### Exercise tasks
A – List each distinct figure written in digits in the meningitis outbreak article, counting a hyphenated range as one figure.
B – Reproduce, word for word, the part of the meningitis outbreak article from "Almost 70 percent" to "Medical Health Officer.".
C – Take the meningitis outbreak article further, starting after its final sentence.

Almost 70 percent of Okanagan youth are now protected against meningococcal disease.
That was some of the good news that accompanies the Interior Health Region’s announcement today that it is declaring an end to a meningitis outbreak that laid siege to the region for more than three months at the end of 2017.
Almost 11,500 Okanagan youth aged 15-19 received immunizations administered during the outbreak, many of them at school clinics. Another 3,000 youth received the vaccine before the outbreak.
“I want to thank the public for helping us reach this milestone, by sharing information with their friends and family and encouraging those most at risk to get immunized,” said Dr. Silvina Mema, IHA’s Medical Health Officer.
“A large proportion of the high-risk population is now protected against meningococcal disease, which will greatly reduce the likelihood of future cases of this disease.”
From late September to November 2017, three cases of meningococcal disease were identified in the Oliver area, prompting the IHA to offer free immunization at Oliver Secondary School.

[Stored data entries]
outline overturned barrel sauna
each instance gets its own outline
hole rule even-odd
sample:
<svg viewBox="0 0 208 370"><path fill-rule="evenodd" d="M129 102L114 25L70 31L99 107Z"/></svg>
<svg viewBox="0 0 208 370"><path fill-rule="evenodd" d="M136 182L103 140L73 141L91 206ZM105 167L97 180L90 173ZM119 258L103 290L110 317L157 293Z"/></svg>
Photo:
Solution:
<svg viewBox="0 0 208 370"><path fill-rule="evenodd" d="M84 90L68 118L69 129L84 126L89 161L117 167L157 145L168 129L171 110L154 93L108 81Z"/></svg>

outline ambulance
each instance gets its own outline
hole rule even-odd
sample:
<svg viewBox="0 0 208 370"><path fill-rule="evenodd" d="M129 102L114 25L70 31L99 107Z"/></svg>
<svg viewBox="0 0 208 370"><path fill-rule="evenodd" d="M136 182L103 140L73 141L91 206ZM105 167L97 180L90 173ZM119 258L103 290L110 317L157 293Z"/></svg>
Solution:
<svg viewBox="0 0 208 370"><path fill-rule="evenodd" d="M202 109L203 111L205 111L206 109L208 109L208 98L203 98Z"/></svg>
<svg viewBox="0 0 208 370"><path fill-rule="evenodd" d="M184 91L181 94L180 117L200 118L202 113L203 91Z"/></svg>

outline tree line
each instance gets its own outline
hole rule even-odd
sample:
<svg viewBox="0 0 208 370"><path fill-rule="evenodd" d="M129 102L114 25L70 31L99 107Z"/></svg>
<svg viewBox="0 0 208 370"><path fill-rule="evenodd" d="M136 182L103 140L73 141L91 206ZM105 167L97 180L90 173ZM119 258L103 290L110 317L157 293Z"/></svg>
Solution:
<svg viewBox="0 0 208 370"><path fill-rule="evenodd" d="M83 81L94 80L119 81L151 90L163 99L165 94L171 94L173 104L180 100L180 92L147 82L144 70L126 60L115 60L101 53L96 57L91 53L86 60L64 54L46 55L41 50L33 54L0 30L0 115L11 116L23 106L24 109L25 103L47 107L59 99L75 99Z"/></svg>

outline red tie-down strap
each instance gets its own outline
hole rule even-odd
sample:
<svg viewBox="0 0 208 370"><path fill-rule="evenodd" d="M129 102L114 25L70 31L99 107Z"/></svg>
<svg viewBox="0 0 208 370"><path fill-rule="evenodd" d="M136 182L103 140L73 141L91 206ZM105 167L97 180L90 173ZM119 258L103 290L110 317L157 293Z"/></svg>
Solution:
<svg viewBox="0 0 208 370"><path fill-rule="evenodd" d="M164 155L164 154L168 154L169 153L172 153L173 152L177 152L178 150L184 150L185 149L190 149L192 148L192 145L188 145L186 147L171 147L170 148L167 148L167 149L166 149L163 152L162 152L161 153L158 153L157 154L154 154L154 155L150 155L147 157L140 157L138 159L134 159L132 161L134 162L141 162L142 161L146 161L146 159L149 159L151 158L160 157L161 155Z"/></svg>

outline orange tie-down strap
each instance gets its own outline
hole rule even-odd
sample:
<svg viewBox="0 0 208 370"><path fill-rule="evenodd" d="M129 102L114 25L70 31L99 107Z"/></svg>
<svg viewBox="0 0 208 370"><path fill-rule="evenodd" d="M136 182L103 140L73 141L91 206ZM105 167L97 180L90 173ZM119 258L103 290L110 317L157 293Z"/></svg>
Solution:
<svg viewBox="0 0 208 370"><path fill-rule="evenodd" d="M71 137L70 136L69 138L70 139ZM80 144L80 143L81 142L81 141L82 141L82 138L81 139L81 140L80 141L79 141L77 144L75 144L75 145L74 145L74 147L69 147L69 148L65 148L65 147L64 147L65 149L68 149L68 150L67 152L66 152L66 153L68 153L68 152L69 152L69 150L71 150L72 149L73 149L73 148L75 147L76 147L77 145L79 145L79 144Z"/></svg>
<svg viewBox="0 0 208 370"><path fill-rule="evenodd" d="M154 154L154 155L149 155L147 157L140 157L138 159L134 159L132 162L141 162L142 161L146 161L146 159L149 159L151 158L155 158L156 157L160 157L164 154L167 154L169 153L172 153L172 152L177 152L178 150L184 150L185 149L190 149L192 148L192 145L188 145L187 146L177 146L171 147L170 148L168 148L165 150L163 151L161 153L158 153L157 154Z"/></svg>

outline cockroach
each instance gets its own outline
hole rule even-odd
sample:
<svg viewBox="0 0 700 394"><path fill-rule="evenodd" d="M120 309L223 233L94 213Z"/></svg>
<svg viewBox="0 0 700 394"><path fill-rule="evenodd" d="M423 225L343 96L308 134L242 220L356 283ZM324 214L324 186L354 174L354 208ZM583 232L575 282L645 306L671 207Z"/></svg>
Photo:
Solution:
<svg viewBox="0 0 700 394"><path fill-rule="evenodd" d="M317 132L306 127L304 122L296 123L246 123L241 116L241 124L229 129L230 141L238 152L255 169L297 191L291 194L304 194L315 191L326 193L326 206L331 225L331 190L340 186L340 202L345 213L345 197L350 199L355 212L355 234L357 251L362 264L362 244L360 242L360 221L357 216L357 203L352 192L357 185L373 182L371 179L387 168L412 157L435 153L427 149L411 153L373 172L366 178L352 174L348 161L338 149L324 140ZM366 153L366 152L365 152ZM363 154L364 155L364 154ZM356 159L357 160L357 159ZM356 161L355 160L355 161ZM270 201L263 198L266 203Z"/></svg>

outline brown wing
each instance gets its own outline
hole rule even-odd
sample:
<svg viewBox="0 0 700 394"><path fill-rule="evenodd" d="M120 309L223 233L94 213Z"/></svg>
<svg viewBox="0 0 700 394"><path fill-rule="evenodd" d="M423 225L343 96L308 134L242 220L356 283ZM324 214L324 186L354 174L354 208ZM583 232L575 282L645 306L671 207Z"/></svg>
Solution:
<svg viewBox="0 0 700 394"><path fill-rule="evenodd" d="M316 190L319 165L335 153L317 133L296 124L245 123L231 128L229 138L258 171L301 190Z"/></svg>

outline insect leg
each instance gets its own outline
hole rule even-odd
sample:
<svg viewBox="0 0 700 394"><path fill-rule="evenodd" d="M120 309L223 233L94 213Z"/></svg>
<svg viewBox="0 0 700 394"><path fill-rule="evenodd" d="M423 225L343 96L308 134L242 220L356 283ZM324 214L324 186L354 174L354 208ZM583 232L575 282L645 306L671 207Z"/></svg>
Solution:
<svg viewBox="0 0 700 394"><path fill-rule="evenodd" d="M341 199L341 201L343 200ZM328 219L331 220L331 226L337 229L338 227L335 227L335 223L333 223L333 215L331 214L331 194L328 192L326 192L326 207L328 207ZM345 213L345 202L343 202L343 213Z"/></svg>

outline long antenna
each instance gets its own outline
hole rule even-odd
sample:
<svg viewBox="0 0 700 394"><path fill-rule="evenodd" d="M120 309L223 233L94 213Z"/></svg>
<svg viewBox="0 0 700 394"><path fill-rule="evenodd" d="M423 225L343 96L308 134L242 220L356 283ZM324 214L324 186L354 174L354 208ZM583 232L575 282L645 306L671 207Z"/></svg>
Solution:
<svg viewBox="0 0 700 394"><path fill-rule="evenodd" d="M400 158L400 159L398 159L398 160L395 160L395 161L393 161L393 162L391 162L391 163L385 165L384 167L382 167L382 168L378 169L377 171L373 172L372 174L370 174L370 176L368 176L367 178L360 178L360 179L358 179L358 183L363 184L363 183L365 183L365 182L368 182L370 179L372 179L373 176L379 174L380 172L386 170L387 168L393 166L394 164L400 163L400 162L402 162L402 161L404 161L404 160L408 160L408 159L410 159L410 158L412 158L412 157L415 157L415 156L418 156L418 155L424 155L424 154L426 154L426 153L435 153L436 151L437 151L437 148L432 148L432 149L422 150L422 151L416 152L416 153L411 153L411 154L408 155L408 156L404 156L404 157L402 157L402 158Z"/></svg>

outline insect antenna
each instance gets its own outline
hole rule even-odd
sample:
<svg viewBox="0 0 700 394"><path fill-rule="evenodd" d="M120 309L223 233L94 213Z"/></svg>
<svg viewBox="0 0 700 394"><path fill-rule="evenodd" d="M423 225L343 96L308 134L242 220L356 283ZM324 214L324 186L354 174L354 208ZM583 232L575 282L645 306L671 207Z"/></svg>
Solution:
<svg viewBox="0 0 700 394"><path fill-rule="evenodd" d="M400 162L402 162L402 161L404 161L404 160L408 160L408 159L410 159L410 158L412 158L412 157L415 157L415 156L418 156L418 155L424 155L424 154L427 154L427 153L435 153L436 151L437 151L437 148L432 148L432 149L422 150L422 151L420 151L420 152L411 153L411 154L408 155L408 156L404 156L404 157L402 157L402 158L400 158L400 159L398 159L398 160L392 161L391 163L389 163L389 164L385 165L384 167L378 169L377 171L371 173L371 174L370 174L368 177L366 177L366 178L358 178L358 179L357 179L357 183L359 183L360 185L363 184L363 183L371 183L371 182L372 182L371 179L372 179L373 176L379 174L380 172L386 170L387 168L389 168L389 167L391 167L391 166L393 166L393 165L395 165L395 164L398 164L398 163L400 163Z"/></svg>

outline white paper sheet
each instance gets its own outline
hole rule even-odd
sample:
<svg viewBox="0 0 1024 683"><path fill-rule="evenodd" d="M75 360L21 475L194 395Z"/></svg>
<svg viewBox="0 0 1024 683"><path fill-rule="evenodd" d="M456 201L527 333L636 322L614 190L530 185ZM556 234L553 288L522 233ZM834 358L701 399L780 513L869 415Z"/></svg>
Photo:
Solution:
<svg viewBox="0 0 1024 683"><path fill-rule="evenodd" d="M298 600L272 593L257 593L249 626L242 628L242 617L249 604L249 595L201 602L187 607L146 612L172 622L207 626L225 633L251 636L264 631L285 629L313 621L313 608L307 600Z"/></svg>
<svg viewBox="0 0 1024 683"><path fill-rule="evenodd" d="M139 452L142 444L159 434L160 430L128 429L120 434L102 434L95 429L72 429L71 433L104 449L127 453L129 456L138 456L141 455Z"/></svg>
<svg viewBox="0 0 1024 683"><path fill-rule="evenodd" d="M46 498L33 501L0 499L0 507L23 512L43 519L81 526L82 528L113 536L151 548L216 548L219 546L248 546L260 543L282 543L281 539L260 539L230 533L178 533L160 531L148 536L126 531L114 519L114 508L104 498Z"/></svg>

### Answer section
A – 70; 2017; 11,500; 15-19; 3,000

B –
Almost 70 percent of Okanagan youth are now protected against meningococcal disease.
That was some of the good news that accompanies the Interior Health Region’s announcement today that it is declaring an end to a meningitis outbreak that laid siege to the region for more than three months at the end of 2017.
Almost 11,500 Okanagan youth aged 15-19 received immunizations administered during the outbreak, many of them at school clinics. Another 3,000 youth received the vaccine before the outbreak.
“I want to thank the public for helping us reach this milestone, by sharing information with their friends and family and encouraging those most at risk to get immunized,” said Dr. Silvina Mema, IHA’s Medical Health Officer.

C –
The program was later expanded to individuals up to age 24 in the Okanagan Falls and Osoyoos areas.
In mid-December, after an increasing trend of cases over a six-month period, Interior Health in consultation with the BC Centre for Disease Control and the Provincial Health Officer, declared an Okanagan-wide meningitis outbreak.
The outbreak declaration was immediately followed by a mass immunization campaign for all Okanagan residents in the 15-to-19 age group.
Interior Health is crediting its partnership with school officials and community stakeholders in the Okanagan and significant media coverage for a quick mobilization of school immunization clinics and availability of vaccine at local pharmacies
The IHA said it arranged for thousands of doses of vaccine to be transported from across Canada to fill that need. More than 16,600 doses of vaccine were delivered to the Okanagan during the outbreak.